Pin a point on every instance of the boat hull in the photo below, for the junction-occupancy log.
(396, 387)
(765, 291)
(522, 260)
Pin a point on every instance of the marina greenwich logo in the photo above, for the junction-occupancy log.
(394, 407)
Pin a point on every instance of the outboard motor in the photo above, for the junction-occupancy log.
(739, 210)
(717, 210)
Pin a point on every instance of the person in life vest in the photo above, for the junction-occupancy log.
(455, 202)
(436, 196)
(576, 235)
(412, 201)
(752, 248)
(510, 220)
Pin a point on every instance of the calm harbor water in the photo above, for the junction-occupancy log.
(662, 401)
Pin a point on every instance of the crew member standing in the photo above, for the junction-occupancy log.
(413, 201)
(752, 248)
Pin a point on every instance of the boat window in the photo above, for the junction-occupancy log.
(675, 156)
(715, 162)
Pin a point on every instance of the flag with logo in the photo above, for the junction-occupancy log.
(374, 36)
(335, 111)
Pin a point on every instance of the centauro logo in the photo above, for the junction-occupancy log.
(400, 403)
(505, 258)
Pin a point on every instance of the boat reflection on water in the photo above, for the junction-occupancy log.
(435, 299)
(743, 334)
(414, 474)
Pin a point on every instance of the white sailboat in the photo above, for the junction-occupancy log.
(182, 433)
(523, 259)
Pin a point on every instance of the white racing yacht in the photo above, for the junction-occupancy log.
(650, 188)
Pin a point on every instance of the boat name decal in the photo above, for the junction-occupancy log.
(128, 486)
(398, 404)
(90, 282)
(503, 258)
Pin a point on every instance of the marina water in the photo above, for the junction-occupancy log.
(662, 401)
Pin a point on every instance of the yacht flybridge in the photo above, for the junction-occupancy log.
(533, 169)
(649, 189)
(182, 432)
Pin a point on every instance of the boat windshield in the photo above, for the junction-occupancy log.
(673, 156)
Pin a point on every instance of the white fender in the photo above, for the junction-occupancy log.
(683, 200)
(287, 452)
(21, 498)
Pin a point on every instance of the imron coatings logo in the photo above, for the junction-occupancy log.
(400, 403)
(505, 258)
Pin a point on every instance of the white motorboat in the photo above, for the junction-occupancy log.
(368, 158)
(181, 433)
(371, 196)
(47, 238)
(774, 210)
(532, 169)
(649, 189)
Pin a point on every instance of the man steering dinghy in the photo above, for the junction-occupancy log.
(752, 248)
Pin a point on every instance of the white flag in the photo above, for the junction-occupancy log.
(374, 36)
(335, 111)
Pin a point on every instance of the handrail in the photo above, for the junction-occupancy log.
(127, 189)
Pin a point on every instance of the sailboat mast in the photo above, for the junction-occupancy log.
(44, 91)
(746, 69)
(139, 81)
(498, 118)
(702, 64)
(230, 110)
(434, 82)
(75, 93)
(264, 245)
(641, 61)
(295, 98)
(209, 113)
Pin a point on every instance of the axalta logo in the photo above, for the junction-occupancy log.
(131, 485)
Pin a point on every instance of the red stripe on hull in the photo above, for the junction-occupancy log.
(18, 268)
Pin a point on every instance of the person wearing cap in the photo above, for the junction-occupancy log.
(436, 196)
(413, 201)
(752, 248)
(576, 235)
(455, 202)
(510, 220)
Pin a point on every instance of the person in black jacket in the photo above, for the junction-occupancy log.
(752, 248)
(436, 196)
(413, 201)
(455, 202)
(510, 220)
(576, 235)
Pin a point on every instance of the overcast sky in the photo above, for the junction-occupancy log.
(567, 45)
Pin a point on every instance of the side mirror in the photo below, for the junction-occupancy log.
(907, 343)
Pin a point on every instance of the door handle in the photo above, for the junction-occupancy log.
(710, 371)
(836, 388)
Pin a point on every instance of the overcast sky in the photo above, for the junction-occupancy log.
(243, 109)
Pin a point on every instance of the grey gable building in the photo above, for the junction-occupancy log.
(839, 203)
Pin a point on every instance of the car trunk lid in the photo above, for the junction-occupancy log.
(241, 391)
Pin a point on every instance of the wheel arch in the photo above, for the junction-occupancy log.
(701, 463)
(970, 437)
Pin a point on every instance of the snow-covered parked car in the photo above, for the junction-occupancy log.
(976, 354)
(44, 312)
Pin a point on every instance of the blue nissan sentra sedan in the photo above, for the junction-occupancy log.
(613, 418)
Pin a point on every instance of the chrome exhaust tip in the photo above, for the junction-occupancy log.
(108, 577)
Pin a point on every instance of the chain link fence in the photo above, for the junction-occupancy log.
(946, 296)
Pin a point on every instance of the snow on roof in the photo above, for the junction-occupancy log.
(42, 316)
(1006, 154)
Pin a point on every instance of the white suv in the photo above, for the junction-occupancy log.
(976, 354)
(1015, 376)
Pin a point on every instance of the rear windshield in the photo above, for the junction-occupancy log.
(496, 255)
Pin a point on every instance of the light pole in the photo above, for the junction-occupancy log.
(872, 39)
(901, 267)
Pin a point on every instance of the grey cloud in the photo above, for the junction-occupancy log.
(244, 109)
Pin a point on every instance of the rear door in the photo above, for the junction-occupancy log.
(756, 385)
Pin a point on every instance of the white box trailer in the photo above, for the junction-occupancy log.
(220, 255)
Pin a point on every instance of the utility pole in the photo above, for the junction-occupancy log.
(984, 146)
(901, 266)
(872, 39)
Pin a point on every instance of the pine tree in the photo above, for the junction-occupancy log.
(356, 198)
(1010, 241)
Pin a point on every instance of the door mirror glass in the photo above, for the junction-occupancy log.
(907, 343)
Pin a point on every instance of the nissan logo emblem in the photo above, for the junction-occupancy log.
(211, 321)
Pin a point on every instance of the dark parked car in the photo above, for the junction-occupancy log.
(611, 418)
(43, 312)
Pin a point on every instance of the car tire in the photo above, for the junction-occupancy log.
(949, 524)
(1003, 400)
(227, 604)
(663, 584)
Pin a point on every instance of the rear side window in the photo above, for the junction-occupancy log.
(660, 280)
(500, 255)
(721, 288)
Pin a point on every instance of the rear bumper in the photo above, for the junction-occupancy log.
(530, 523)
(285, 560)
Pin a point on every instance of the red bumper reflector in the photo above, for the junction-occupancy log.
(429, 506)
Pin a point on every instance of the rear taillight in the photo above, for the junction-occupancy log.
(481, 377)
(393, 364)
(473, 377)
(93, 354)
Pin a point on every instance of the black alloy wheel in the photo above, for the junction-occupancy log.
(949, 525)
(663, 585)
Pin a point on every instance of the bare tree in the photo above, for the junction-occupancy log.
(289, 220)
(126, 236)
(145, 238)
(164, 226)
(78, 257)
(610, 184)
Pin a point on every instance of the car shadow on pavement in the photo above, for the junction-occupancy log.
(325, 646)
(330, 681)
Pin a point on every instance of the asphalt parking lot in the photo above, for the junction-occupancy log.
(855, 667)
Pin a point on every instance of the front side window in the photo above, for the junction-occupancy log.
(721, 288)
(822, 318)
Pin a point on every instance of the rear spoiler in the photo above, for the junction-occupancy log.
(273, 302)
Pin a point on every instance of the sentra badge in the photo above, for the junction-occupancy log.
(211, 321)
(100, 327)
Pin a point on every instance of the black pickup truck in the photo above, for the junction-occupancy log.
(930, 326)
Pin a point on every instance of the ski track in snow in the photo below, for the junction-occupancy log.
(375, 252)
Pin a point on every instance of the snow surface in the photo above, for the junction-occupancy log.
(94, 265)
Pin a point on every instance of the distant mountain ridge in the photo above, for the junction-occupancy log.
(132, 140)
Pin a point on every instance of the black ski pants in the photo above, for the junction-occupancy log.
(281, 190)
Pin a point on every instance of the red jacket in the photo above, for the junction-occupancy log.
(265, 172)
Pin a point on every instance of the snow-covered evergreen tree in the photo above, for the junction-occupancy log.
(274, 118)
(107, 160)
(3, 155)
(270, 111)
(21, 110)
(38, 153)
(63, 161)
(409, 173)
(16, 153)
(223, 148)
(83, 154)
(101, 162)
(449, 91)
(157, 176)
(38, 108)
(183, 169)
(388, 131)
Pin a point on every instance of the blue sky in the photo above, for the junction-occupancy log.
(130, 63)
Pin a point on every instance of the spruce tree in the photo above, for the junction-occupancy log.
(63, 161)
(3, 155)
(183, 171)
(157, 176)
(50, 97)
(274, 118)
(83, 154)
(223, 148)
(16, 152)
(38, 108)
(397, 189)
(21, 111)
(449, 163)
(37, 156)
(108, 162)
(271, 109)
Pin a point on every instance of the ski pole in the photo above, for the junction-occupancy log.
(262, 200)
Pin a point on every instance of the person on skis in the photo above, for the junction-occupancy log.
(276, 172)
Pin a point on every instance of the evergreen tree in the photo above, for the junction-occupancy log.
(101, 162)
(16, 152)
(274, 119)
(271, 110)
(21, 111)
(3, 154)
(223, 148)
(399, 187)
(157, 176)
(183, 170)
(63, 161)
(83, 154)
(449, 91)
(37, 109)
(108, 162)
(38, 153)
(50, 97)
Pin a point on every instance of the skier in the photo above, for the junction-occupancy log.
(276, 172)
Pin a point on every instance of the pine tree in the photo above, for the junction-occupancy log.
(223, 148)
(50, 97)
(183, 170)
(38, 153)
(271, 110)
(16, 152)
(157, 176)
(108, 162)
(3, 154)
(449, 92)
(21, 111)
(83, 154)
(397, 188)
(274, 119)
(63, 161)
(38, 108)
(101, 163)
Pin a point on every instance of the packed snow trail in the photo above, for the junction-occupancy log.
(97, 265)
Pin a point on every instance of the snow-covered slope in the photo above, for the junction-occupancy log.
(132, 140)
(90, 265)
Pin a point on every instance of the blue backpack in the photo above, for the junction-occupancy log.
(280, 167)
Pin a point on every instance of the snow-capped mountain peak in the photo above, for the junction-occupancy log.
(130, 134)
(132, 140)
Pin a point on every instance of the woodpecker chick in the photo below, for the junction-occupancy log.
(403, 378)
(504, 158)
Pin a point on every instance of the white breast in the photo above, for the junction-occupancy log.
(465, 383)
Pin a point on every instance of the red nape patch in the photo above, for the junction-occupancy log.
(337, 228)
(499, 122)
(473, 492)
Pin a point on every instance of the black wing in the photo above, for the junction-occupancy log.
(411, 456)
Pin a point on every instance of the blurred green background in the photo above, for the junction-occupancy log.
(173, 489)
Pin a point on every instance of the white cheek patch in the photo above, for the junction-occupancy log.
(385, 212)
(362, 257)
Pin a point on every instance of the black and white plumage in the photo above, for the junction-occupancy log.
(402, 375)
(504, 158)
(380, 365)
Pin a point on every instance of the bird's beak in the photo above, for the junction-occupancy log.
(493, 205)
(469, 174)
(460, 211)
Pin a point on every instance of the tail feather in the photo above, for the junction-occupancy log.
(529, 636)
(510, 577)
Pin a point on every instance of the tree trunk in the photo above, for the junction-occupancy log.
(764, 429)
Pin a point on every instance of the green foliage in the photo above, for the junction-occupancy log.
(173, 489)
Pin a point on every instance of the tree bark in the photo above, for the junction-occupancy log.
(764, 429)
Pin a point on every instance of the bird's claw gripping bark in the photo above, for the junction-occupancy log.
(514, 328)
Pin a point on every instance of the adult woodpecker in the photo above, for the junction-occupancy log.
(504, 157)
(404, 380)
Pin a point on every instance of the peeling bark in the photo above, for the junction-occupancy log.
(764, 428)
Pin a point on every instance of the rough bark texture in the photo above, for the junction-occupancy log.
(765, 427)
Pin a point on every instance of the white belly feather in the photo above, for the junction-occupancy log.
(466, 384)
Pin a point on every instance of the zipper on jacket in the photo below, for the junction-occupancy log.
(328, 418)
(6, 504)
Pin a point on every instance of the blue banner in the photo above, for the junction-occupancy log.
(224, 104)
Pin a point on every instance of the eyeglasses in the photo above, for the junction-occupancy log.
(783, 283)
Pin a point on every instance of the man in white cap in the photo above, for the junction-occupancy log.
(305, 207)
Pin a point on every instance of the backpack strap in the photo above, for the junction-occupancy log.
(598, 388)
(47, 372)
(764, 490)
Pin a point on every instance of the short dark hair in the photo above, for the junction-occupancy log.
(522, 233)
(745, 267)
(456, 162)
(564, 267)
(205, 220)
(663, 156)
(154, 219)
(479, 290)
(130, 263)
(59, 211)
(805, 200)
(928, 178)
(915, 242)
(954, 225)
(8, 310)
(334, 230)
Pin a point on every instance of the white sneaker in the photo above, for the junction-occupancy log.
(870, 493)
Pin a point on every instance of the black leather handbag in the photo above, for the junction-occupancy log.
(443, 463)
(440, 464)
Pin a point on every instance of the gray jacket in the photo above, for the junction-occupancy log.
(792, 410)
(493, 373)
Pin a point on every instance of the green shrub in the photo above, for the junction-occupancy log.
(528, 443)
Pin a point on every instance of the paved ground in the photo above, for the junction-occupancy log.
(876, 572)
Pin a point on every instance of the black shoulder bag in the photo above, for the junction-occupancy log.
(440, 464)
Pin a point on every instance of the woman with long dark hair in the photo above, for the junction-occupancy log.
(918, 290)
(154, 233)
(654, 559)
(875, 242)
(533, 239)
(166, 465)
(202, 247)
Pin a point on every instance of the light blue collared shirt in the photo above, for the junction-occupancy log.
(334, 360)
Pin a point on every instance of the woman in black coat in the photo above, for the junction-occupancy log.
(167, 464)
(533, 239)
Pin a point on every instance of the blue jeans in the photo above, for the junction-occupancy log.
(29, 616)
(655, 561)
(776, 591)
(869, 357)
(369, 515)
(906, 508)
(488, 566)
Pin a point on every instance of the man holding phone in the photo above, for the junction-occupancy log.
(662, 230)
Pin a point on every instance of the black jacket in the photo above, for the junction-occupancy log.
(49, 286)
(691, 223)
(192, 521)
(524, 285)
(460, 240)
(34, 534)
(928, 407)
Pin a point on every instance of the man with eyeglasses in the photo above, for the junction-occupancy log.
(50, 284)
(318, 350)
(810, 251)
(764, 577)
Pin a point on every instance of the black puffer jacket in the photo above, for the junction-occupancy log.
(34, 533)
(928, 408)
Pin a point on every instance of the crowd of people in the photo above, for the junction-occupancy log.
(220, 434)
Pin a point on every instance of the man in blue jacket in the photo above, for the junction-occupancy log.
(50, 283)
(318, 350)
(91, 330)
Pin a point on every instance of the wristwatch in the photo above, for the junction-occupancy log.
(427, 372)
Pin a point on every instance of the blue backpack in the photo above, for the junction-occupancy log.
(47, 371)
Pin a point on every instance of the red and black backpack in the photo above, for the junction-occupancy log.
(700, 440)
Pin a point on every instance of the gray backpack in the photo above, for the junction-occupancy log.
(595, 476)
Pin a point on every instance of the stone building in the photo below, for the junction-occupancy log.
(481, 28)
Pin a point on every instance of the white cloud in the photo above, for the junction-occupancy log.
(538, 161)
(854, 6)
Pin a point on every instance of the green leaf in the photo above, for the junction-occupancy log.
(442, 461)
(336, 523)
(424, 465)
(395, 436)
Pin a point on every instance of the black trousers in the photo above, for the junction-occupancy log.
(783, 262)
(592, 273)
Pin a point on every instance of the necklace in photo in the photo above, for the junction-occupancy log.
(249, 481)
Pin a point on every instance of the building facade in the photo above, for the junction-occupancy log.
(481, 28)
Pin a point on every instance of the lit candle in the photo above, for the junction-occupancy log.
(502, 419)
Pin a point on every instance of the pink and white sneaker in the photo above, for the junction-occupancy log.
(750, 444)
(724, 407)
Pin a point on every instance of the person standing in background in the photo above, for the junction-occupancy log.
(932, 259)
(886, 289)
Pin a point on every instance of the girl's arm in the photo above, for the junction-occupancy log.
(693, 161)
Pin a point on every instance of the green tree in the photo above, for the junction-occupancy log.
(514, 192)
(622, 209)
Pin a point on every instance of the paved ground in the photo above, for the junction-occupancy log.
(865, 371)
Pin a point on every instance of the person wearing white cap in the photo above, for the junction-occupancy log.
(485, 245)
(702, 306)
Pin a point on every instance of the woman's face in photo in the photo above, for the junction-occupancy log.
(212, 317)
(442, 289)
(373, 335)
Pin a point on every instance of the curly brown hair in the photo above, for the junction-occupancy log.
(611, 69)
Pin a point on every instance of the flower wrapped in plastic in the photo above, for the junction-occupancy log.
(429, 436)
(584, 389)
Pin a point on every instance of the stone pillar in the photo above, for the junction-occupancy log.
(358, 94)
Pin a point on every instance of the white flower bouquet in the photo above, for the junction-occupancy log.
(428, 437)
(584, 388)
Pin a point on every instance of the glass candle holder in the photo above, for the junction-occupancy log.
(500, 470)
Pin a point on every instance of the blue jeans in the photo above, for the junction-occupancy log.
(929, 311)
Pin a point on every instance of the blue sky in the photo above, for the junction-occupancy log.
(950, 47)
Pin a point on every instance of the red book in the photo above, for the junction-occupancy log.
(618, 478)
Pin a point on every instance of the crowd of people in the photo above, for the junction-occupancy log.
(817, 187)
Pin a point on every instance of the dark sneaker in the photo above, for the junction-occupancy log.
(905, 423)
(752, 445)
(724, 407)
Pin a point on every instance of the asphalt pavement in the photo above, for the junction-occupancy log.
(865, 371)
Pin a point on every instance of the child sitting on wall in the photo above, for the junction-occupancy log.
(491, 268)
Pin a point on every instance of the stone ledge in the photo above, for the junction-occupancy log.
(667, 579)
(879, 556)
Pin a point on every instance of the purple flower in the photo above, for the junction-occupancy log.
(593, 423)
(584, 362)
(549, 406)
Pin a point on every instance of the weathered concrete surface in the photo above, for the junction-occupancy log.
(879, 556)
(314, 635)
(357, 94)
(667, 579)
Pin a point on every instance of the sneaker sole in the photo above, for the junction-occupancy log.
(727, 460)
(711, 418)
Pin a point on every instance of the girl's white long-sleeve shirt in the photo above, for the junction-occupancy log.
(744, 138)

---*---

_ASSIGNED TASK_
The lines from the one holding "Pin a point on every instance of the glass" to the end of the entries are to be repeated exactly, with both ends included and nothing else.

_REPLY TO THE TASK_
Pin a point on every instance of the glass candle holder in the photo above, for the junction-occupancy log.
(500, 470)
Pin a point on every instance of the blue jeans in the photo above, for the junction-occupancy log.
(929, 311)
Pin a point on every instance of the blue sky in the photo above, for the junction-occupancy log.
(950, 47)
Pin a point on every instance of the red book in the photo above, for the junction-occupancy log.
(618, 478)
Pin a point on every instance of the crowd of people in the photo above, for the junction-occupancy log.
(817, 187)
Pin a point on every instance of the dark sneaker in the photo above, for the junction-occupancy log.
(905, 423)
(752, 445)
(724, 407)
Pin a point on every instance of the asphalt pavement in the photo above, for the junction-occupancy log.
(865, 371)
Pin a point on every instance of the child sitting on wall in the photo above, for the junction-occupancy log.
(491, 268)
Pin a point on every instance of the stone ledge in the photo above, for the junction-occupancy log.
(667, 579)
(879, 556)
Pin a point on every instance of the purple flower in the photo above, for the junction-occupancy log.
(593, 423)
(584, 362)
(549, 406)
Pin a point on every instance of the weathered concrete surface in the photo above, for the junction-occupancy log.
(879, 556)
(314, 635)
(357, 94)
(667, 579)
Pin a point on every instance of the sneaker sole in the photo above, for the junction-occupancy log.
(727, 460)
(711, 418)
Pin a point on every instance of the girl's white long-sleeve shirt in the photo above, for the junction-occupancy log.
(744, 138)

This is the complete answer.